▶ [Records]
*** Begin section ***

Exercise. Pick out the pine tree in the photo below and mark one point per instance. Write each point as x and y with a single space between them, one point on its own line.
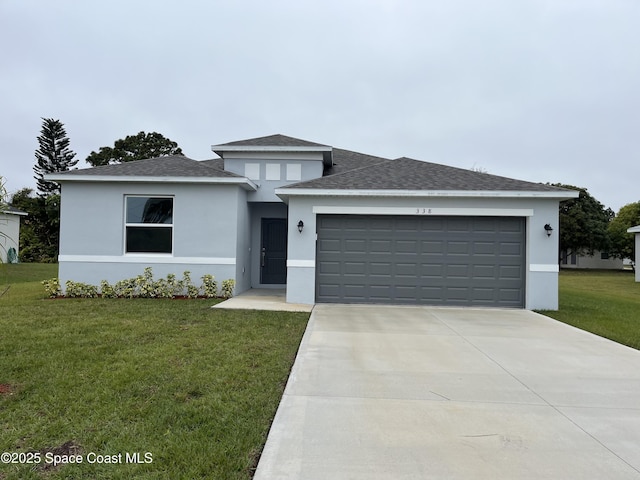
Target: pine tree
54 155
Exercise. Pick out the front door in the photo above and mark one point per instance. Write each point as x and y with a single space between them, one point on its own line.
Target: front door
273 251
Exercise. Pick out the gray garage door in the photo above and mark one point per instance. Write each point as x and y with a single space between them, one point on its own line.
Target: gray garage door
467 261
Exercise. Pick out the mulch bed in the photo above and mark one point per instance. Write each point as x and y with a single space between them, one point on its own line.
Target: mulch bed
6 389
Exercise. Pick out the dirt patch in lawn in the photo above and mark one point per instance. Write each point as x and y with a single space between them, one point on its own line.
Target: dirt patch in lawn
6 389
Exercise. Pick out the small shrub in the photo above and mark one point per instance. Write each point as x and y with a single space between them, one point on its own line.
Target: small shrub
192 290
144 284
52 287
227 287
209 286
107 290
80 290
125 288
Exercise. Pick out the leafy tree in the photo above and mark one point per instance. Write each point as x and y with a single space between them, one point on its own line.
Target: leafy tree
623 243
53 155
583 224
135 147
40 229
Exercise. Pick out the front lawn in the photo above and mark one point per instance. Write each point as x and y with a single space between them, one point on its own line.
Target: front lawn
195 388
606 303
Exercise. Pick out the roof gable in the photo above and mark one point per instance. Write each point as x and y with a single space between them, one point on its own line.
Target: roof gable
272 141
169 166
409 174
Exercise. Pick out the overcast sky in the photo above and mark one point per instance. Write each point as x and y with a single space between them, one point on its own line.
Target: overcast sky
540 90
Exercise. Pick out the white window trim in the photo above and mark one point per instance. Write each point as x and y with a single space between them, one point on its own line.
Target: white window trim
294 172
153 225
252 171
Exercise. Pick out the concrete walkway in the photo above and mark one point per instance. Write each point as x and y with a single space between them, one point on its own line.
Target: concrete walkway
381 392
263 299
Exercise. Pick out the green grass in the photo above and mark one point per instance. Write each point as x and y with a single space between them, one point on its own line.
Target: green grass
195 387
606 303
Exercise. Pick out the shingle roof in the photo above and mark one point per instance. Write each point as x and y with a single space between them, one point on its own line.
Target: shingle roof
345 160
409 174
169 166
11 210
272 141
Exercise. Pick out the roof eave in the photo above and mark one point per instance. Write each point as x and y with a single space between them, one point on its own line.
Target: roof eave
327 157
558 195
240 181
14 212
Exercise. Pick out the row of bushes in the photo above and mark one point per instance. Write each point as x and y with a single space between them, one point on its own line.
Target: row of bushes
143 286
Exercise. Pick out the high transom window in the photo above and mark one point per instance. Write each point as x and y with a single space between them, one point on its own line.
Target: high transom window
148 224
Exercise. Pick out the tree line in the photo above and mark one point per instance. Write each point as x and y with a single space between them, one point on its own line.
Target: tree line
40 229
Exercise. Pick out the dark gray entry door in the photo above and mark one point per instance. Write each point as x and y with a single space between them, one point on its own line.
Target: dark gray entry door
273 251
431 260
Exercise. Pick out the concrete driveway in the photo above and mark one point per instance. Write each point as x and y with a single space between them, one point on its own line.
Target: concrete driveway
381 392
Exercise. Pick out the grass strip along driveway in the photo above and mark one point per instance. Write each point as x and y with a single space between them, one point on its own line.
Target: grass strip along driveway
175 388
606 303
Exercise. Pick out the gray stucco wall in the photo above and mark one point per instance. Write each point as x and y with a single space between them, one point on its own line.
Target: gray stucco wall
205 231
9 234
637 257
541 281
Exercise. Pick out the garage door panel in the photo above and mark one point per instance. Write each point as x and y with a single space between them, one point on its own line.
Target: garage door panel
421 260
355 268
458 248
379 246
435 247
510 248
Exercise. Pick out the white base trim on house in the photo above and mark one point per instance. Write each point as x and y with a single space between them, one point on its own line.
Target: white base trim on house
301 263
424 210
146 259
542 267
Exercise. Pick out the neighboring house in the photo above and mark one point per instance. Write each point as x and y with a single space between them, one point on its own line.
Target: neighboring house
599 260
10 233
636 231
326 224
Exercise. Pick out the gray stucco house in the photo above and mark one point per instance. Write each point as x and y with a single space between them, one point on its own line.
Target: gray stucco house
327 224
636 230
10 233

*** End section ***

Wherever the listing shows a picture, omit it and output the rest exactly as given.

▶ [Solution to this problem]
Exercise. Pick out the pine tree in the photo below and mark one point per instance. Write each point as x and y with a single space between them, one point on its own line.
Target: pine tree
54 155
Exercise. Pick out the front door in the photo above and mark one point per instance. Write each point as x and y with a single space between them, one point on its own line.
Target: front door
273 251
Exercise. Pick out the gray garage door in the photo above and mark one point per instance. Write each point as x and y with a single space between them, one point on its own line.
Target: gray garage door
467 261
Exercise. Pick out the mulch bed in the photo above and mark one point per instance. Write each point as x and y with a single space between them, one point on its own line.
Target: mulch bed
6 389
Exercise. Pick out the dirt patch in lawn in the photo above and mark one point per instance. Write each point as x and y with a single space between them, one point on its own line.
Target: dirt patch in lawn
6 389
Exercise. Pick out the small shrub in the photo above and mark one point per instance. Write each point as x and y with a single space between them, one point on its own line.
Target: small shrub
192 290
144 284
52 287
227 287
209 286
107 290
80 290
125 288
Exercise. Pick out the leafy tree in the photo above and mark one point per instance. Write each point as x and y with a single space between them, one point on its own line.
Target: leafy tree
623 243
53 155
583 224
135 147
40 229
Exercise. Pick out the front lawn in the photo above and mark one point per instance. Write each point as x and y with a single space between them, one point on its own line.
Target: front lawn
195 388
606 303
Exercise. Pick out the roof gable in the photo above and mark one point per instance. Write each point as x and y with a single space between them, one point on its own line.
Target: roof gable
272 141
169 166
409 174
Exercise. Pick out the overcast sky in the photo above and mark one point per instance. Write each point as x and y with a single space between them, one point on its own line.
Target: overcast sky
540 90
Exercise. Pick out the white window trim in the photo above and mark one point per instance. Write each point as x and y with a single space between them, one point on its own line.
Target: white window trim
294 172
153 225
252 171
Exercise. Pick out the concrete walkway in the photo above and mark one point per instance. Write each point as x and y with a single space between them, one point on its own line.
Target: concrete walkway
381 392
263 299
Exercise. Pick out the green grass in the photo above and mark one point per instance. Write each point as x and y with a single space between them, one point on its own line.
Target: green grass
195 387
606 303
Exercise. Pick out the shingle roof in the photo above and mark one point per instance. Write each point as x and y with a single space between them, one point on its own line.
Target: shingle roof
345 160
409 174
169 166
11 210
272 141
Exercise. Pick out the roof eave in the photo above and mark one point per instance. Write each point as x and y with a single space between them, one point on its own line.
Target: roof eave
327 157
558 195
240 181
14 212
Exercise. Pick out the row of bushes in the photo above and mark one point per instance. Write each point as x and y with a single space between them, one point on its own line.
Target: row of bushes
143 286
Exercise. Pick out the high transom window in the photo above and mark one point per instance. Write each point as x and y with a single space between them, one point on its own line.
Target: high transom window
148 224
Exercise. Pick out the tree line in the photo above and mark one point per instance. Write each point as x and y with a single space between them, one point on its own line.
Target: tree line
40 229
Exercise. Pick out the dark gray entry door in the photo above and mark one point per instance. Write each point as x and y with a single space between them, one point on its own line.
Target: dark gray entry door
273 251
431 260
Exercise. Pick out the concrete driveway in the photo above and mark one point per instance. Write each point as x and y with a single space between them, one point on its own line.
Target: concrete driveway
381 392
Exercise. Pick out the grass strip along driveway in the photo above and mark one point per instance. Write each point as x and y with a single space between them, one point on its own line.
Target: grass strip along driveway
175 388
606 303
Exercise. Pick out the gray stucco wall in the photo above and mark one point per instance. Write each point as x and y with a single space between them, one point on its own line.
Target: gray stucco wall
205 231
9 234
637 257
541 281
Exercise. Pick out the garage door panel in the photo above and mark one point per instance. Write each point as x and y with a single space between them, one point on its own line.
Target: garage door panel
421 260
355 268
458 248
379 246
435 247
510 248
Exercise. Pick out the white base trim on house in the photo above and mark one point per instance. Write each point as x and y with a single space between them, one point on its own line.
Target: white base trim on house
301 263
424 210
146 259
542 267
Exercise. Pick out the neighboring house in the photo above and mark one point per instance. Write each point as x and y with a single space between them, one point on its own line.
Target: neighboring house
599 260
10 233
636 231
326 224
Exercise. Pick out the gray stucco house in the photo above and mark one point per instance. Write each point as x and y with a single space between them, one point on its own line.
Target: gray stucco house
327 224
636 230
10 233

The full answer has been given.